#### [Work to do]
Reproduce the text of every entry below line for line without any changes, and omit the pictures from your answer.

>> START Input rows

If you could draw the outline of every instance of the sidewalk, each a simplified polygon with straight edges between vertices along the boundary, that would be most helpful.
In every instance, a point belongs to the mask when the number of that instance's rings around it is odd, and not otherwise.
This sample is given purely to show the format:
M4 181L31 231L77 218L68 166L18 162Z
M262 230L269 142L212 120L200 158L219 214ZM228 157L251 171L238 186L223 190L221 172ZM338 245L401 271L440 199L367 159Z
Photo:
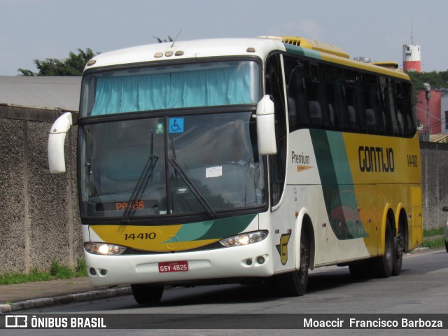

>> END Input rows

#### [Written answer]
If you could draw the outline of every instance of the sidewalk, each a simplified polygon with straight edges between vertices along the boundary, that would be most helpful.
In every instance, a point belongs to the mask when the number of that instance's rings around it is odd, and not otherwise.
This sample is given purely to show the format:
M4 181L31 231L77 218L68 166L18 162Z
M262 230L269 142L212 120L200 158L219 214ZM228 157L251 171L238 186L223 190L221 172ZM338 245L401 271L440 199L367 159Z
Photo:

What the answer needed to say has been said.